TÂCHES DEMANDÉES:
A. D'après l'article, dans quel pays Burundi News est-il basé ?
B. Recopiez mot pour mot, s'il vous plaît, le passage de l'article qui va de « La crise actuelle » jusqu'à « non pour lui. ».

LA CRISE ECONOMIQUE EN EUROPE, QUELLE CRISE?

 

Par Gratien Rukindikiza

 Burundi news, le 14/01/2012

Une fois n'est pas coutume, votre média Burundi News plonge dans la politique économique de l'Europe sans parler du Burundi. Burundi News s'adresse aux Burundais du Burundi et de l'étranger ainsi qu' à tous ceux qui s'intéressent à l'actualité burundaise. Ces lecteurs ont besoin de comprendre ce qui se passe en Europe. Burundi News étant basé en France, cette entorse à la règle assignée de parler de la politique burundaise exclusivement serait tolérée par nos lecteurs.

Quand le sauveur se noie à la place du sauvé

La crise actuelle en Europe, qui est actuellement une crise des Etats européens, une crise liée à la dette publique, peut être caricaturée comme un pompier qui tente de sauver une personne plongée dans une rivière, sans moyen de s'en sortir. Cette personne sort de l'eau, sauvée par les pompiers et retrouve sa vitalité  alors que le pompier qui l'a sauvé est en train de se noyer. Ce pompier se prive des outils de secours pour ne pas se noyer,  considérant que le matériel est fait pour sauver les autres et non pour lui.

Après la fameuse crise des subprimes aux USA, très mal gérée par les Etats Unis, les banques européennes ont été contaminées. Dès le départ, l'erreur commise par les Etats Unis est d'avoir laissé ce système de prêt aux non solvables se proliférer et accepter la titrisation  de ces subprimes; ce qui signifiait que le poison des subprimes allait se répandre dans les produits financiers du monde. La deuxième erreur est d'avoir laissé les citoyens américains crouler sous les intérêts des taux variables passant du simple au double et priver de logements des millions de citoyens. Les Etats Unis auraient dû intervenir et refuser cette part variable ou même la prendre en charge. Si les propriétaires étaient restés dans leurs maisons tout en continuant à payer sur base des premiers remboursements en laissant le pouvoir public subventionner ou prendre des parts dans plusieurs banques afin de participer aux décisions, la crise des subprimes aurait été évitée. En plus, les aides publiques accordées aux banques à la suite des subprimes auraient été épargnées.

Éléments enregistrés:
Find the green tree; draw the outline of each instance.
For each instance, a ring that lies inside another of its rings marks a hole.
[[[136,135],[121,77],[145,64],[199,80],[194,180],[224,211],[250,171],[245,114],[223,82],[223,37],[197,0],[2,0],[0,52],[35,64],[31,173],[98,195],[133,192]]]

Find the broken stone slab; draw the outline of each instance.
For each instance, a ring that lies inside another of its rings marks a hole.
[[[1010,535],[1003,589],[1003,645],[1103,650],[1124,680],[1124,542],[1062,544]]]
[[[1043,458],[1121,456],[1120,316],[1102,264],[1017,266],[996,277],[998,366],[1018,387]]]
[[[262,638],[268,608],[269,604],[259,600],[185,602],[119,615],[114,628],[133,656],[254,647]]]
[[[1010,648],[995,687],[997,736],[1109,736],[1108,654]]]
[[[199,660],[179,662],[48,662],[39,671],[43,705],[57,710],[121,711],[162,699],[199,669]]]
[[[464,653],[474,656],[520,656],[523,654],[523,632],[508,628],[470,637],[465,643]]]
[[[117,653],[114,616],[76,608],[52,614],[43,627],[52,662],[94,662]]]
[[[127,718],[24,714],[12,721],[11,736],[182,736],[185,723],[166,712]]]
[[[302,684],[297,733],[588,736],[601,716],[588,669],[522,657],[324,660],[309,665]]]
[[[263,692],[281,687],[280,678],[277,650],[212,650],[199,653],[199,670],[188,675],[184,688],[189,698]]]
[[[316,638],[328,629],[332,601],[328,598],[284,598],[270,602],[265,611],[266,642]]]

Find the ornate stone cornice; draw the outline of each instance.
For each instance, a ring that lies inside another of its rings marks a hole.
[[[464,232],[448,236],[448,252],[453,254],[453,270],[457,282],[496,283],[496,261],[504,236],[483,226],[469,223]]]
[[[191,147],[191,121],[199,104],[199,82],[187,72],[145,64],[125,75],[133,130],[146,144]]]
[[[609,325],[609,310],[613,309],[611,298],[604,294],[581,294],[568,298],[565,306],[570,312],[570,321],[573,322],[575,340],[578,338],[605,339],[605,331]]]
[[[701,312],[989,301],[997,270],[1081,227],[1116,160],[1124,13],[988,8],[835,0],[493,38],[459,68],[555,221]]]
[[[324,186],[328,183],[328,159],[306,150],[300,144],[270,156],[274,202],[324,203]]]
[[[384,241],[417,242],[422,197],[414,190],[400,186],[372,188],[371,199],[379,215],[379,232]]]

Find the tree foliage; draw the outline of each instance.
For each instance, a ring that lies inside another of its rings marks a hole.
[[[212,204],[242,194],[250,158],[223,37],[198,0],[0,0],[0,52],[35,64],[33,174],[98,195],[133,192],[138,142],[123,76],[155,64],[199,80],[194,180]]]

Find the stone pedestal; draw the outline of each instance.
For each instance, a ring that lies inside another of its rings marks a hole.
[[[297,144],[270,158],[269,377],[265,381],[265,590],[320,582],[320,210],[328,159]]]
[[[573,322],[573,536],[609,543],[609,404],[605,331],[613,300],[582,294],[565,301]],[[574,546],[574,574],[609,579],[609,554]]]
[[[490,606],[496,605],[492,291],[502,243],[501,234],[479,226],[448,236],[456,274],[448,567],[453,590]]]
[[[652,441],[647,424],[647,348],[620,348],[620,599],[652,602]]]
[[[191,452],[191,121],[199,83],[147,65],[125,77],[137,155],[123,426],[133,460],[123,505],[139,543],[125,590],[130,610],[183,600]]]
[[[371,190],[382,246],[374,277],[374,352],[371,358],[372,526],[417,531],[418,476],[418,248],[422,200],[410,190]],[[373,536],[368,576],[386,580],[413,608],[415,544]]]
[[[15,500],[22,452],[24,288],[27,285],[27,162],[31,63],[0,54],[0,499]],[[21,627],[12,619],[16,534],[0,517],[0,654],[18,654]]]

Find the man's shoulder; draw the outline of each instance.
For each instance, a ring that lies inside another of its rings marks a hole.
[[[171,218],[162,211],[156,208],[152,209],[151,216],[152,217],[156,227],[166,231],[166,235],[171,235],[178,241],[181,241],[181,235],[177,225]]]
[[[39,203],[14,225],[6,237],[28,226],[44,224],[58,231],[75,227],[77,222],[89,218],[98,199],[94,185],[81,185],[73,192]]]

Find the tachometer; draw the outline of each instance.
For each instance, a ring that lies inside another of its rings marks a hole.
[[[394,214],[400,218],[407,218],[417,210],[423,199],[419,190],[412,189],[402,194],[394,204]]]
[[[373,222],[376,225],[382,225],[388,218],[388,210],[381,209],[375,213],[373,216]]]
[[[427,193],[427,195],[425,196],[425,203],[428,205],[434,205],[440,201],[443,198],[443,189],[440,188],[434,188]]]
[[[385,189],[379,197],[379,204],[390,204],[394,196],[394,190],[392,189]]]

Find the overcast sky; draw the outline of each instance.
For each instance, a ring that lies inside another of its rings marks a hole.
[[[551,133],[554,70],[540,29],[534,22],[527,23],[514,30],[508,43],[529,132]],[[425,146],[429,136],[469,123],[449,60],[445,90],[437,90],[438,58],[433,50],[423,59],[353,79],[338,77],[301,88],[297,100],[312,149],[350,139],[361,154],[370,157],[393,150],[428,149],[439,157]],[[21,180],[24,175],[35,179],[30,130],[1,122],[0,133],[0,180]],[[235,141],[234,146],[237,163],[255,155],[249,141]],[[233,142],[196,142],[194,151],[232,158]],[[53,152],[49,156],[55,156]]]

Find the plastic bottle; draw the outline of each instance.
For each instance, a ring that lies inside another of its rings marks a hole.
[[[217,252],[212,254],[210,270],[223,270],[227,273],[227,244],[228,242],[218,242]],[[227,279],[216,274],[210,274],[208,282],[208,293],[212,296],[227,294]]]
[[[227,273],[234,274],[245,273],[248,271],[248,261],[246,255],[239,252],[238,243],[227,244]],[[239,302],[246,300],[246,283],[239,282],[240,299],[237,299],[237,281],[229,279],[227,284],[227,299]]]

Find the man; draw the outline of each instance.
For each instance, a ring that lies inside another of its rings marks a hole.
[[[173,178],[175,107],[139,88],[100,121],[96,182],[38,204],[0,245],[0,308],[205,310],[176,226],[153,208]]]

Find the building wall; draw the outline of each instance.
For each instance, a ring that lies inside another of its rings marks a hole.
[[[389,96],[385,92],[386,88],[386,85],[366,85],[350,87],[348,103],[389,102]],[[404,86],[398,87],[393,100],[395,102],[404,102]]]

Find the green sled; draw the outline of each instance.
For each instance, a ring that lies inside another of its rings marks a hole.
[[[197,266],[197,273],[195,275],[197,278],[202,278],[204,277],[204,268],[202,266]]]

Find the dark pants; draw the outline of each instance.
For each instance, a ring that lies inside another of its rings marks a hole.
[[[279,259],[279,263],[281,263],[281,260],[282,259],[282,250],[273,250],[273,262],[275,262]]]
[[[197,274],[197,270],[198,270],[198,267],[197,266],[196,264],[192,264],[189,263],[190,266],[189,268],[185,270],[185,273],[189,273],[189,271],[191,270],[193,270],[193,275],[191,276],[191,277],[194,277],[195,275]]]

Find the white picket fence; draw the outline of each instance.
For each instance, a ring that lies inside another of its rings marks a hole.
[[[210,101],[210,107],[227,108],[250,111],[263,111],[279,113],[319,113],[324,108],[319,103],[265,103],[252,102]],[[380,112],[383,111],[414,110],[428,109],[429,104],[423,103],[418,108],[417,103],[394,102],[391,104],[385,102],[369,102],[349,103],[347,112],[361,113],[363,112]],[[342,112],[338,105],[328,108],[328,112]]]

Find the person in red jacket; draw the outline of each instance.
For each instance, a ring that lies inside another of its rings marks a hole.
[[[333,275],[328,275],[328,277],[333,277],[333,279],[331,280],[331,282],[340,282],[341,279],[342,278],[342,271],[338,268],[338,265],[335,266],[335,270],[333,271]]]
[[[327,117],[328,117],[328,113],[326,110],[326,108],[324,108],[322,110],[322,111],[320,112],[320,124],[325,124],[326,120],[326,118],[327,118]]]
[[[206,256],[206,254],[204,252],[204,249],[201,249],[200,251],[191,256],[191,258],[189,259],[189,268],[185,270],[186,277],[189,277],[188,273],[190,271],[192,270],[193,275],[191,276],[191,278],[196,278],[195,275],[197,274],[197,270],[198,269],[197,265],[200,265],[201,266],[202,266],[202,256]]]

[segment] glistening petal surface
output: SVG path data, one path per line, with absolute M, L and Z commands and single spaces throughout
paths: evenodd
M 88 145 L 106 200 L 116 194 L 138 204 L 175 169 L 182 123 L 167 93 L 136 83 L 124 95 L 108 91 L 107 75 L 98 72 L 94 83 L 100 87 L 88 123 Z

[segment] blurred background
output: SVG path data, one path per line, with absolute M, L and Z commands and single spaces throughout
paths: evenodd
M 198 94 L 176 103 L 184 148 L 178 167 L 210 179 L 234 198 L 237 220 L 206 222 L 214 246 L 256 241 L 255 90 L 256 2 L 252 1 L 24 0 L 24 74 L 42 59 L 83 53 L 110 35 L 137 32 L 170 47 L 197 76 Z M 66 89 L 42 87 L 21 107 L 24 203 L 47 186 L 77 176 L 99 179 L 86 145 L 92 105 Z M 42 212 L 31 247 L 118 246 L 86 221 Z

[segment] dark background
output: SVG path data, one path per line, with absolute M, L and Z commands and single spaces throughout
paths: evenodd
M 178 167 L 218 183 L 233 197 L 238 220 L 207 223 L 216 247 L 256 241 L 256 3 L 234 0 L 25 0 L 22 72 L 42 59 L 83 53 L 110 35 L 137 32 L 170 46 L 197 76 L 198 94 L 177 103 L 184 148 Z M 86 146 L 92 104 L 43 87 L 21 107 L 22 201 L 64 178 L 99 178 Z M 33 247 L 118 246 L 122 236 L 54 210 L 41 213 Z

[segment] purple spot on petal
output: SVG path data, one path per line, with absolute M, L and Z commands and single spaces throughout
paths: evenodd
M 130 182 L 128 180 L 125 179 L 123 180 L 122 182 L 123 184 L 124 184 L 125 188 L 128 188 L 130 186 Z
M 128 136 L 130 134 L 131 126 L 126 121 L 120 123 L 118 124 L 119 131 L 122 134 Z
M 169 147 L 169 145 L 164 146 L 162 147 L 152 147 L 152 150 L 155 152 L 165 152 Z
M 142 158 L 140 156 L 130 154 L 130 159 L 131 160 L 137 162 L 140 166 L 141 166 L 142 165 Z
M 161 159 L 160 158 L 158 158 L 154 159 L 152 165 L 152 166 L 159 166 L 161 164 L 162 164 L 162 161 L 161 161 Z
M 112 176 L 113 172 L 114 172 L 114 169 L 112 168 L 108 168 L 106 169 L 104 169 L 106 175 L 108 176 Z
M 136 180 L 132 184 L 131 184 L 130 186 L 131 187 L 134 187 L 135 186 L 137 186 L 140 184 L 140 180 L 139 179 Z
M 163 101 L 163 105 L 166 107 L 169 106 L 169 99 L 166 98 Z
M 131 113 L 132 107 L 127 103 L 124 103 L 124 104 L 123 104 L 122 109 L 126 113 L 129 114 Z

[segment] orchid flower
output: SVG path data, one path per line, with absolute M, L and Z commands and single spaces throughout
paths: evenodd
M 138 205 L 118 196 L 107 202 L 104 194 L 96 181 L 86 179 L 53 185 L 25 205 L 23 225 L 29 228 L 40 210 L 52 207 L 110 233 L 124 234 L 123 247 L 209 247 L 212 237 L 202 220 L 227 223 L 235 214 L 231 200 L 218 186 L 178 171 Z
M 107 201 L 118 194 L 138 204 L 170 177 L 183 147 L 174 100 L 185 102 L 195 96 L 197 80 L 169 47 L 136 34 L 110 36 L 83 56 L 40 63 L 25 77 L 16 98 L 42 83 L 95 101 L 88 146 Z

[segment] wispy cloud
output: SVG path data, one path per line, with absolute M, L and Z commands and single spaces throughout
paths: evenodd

RÉPONSES CI-DESSOUS:
A. En France.

B.
La crise actuelle en Europe, qui est actuellement une crise des Etats européens, une crise liée à la dette publique, peut être caricaturée comme un pompier qui tente de sauver une personne plongée dans une rivière, sans moyen de s'en sortir. Cette personne sort de l'eau, sauvée par les pompiers et retrouve sa vitalité  alors que le pompier qui l'a sauvé est en train de se noyer. Ce pompier se prive des outils de secours pour ne pas se noyer,  considérant que le matériel est fait pour sauver les autres et non pour lui.